Goal » Copy the material below verbatim, from its first line up to and including the line that contains "(1061, 431)".

Data for the task »
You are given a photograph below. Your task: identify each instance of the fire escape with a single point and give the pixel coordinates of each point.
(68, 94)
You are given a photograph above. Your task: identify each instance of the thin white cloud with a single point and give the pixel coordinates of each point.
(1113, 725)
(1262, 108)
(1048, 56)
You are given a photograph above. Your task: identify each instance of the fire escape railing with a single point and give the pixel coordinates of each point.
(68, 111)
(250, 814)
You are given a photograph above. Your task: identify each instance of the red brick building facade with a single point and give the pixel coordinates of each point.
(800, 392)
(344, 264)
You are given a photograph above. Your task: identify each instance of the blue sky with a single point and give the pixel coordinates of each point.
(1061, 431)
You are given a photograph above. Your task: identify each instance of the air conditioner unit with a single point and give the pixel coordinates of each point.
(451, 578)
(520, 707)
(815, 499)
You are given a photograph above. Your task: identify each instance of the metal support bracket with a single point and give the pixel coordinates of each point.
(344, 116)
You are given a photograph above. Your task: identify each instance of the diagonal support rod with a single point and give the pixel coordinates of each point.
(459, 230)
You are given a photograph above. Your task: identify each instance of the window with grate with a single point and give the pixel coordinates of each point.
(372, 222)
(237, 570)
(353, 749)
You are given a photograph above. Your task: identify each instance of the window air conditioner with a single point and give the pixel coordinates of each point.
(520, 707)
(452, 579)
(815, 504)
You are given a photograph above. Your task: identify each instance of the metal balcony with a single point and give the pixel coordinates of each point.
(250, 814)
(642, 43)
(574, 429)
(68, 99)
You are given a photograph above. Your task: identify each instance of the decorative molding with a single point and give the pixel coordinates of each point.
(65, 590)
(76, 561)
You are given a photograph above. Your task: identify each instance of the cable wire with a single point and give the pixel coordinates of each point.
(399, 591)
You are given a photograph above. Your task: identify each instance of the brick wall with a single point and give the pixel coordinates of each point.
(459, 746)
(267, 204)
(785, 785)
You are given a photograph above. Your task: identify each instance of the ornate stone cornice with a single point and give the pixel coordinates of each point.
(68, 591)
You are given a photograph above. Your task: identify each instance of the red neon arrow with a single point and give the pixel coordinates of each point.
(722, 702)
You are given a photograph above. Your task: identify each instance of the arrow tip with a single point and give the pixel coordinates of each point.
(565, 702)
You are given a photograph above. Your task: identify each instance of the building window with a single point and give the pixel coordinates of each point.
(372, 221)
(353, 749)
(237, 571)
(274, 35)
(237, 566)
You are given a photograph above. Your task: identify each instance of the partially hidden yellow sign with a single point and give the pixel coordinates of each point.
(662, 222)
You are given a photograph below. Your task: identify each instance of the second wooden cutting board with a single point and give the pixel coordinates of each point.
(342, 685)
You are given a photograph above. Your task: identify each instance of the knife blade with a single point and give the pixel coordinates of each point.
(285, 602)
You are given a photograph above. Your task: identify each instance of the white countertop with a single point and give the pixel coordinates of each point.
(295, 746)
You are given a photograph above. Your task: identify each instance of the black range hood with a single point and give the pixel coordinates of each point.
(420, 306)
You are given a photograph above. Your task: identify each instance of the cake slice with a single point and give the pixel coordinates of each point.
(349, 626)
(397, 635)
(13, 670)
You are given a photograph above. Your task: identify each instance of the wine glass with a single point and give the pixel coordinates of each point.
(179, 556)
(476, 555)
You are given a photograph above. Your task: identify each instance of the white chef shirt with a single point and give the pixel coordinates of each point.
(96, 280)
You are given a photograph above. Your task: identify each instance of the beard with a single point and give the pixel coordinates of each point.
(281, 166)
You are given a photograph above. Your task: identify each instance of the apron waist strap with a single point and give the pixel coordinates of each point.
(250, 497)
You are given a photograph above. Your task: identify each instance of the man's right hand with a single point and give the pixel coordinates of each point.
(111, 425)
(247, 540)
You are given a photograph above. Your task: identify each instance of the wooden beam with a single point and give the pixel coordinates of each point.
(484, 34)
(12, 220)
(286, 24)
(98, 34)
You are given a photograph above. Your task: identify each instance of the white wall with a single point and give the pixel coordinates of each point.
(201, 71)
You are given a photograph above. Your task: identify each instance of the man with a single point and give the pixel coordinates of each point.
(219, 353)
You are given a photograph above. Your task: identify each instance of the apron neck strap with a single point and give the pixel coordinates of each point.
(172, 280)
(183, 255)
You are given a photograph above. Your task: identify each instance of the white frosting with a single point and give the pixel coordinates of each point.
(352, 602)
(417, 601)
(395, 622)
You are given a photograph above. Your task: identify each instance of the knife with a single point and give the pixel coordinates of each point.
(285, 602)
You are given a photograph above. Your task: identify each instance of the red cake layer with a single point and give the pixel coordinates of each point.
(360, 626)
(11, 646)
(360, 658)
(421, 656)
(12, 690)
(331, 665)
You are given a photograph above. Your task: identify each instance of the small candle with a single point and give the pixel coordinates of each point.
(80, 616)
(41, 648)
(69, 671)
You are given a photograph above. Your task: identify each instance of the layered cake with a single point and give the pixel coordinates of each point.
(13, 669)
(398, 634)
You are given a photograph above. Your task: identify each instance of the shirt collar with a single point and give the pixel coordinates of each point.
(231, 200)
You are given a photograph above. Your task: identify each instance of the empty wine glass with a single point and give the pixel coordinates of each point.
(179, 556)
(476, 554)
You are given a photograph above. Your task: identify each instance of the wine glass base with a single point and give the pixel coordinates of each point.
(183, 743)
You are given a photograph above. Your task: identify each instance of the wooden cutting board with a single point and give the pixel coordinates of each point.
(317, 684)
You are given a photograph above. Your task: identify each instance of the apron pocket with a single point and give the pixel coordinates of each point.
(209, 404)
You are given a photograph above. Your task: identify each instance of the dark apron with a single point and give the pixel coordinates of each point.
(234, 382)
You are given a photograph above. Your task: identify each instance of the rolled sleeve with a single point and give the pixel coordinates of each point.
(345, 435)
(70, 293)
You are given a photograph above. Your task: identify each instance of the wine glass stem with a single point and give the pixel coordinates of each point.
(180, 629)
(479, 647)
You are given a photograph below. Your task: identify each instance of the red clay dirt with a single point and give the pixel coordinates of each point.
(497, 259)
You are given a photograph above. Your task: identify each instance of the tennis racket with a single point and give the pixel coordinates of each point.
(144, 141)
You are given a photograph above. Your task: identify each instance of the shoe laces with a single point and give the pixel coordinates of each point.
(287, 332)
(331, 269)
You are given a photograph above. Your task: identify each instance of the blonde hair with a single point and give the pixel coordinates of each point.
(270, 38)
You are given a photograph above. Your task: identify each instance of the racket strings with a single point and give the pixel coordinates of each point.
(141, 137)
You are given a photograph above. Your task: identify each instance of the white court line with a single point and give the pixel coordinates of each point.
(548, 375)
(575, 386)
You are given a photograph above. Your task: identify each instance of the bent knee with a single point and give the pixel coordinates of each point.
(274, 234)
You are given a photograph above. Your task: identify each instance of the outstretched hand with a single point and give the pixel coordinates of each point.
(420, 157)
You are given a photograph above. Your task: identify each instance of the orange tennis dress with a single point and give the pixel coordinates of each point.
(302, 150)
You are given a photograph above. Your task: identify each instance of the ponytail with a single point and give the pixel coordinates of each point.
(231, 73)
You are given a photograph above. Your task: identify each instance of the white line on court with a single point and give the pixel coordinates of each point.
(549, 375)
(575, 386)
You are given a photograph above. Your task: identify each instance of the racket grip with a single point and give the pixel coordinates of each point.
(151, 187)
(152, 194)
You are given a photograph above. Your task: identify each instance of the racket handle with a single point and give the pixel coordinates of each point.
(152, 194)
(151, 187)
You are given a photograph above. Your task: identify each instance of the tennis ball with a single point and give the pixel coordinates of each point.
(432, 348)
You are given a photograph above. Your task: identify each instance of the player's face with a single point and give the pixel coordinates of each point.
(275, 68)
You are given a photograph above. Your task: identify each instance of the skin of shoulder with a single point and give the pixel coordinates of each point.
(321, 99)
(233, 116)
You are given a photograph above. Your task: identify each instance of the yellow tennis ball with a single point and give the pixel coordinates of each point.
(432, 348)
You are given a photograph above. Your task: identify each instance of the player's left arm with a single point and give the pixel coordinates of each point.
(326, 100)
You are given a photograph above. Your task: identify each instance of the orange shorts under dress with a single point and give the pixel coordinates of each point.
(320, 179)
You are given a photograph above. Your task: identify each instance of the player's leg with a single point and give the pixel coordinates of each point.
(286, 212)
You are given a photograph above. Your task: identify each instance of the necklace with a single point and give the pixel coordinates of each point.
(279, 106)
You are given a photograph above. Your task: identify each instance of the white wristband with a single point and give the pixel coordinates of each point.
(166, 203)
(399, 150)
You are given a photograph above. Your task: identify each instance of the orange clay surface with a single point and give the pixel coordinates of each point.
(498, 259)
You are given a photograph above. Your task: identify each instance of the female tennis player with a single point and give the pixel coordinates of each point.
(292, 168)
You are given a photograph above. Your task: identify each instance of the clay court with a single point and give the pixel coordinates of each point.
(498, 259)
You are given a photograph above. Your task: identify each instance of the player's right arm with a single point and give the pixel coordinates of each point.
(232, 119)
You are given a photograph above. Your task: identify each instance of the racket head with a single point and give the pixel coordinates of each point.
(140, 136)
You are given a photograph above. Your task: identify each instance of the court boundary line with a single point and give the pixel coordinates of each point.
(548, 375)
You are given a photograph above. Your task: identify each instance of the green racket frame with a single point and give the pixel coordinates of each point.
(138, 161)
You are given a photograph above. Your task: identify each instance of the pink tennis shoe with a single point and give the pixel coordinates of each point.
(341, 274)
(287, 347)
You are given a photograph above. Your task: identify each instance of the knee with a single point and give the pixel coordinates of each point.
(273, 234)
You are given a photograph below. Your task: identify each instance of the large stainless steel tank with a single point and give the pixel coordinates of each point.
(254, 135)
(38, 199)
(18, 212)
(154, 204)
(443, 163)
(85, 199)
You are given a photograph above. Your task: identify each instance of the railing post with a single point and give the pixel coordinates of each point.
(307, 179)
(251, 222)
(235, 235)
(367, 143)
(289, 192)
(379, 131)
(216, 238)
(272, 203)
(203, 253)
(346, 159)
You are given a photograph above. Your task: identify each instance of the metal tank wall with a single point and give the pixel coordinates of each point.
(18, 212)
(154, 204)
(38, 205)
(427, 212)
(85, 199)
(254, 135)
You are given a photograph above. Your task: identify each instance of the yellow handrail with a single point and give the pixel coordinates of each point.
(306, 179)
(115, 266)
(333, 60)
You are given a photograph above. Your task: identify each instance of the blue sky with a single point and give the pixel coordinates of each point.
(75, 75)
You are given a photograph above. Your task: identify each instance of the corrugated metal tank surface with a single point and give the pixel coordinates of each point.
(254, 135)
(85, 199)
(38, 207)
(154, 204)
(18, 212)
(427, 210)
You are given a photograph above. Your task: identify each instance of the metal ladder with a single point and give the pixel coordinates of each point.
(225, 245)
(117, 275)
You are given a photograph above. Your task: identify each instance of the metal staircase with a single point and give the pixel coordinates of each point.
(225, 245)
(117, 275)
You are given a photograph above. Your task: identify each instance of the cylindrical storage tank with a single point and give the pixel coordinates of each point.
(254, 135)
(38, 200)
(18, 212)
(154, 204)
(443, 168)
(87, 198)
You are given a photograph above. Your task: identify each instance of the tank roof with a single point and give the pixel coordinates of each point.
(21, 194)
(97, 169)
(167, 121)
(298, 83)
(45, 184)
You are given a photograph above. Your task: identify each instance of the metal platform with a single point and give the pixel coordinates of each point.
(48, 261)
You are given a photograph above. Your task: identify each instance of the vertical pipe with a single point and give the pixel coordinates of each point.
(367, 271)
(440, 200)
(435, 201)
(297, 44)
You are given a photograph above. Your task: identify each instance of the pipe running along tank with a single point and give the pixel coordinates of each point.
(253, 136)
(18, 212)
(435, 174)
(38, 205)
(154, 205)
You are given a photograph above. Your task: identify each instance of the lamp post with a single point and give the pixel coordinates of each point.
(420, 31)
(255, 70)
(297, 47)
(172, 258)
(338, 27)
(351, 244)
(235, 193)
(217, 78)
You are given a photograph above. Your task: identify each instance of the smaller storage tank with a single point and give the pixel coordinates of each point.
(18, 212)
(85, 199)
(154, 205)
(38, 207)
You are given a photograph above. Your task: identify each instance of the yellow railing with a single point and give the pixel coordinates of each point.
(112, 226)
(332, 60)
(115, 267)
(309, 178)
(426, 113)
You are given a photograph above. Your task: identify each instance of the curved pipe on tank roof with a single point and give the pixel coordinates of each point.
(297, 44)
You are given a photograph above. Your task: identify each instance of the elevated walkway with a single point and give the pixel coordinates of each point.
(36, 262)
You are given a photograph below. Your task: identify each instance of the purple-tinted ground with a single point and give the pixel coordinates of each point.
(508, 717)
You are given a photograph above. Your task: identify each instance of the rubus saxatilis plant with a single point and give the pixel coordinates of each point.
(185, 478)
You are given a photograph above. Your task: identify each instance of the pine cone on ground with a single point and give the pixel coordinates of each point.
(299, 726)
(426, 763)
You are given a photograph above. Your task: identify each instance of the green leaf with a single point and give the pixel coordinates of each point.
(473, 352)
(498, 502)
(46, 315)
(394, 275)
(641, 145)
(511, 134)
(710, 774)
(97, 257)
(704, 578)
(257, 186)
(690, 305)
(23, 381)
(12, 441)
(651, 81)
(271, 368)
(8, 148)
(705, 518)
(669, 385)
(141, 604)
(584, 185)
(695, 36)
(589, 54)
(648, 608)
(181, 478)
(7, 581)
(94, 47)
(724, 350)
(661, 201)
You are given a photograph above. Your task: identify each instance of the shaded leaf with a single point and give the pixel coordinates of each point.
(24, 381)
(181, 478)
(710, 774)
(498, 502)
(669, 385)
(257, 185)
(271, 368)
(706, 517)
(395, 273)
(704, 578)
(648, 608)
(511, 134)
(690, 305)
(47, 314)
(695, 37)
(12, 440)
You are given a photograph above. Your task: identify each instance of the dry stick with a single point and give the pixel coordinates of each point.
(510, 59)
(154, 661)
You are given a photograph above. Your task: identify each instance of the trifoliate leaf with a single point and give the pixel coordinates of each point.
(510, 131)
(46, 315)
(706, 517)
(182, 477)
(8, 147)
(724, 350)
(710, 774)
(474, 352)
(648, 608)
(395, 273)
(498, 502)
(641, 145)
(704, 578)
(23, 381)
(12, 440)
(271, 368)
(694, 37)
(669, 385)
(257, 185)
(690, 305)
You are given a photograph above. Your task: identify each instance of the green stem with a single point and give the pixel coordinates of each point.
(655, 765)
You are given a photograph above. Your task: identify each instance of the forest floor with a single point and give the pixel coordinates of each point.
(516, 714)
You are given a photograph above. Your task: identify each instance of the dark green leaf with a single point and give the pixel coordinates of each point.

Answer »
You are given a photograph below. Your task: identify each instance of the fire escape with a single point and give the pixel coordinates of each point.
(68, 94)
You are given a photograph above. Your task: identify each instance of the thin white cloud with a single point and give the pixel coordinates of each point.
(1113, 725)
(1262, 108)
(1048, 56)
You are given a photograph above. Your task: identify each instance of the fire escape railing with a single point and give the pixel coordinates of each point.
(68, 111)
(250, 814)
You are given a photograph above. Your task: identify each instance of the red brick building facade with a single point and give the pixel coordinates of each point.
(800, 392)
(344, 264)
You are given a photograph above. Your task: identify each instance of the blue sky with a single point and give the pixel coordinates of each point.
(1061, 431)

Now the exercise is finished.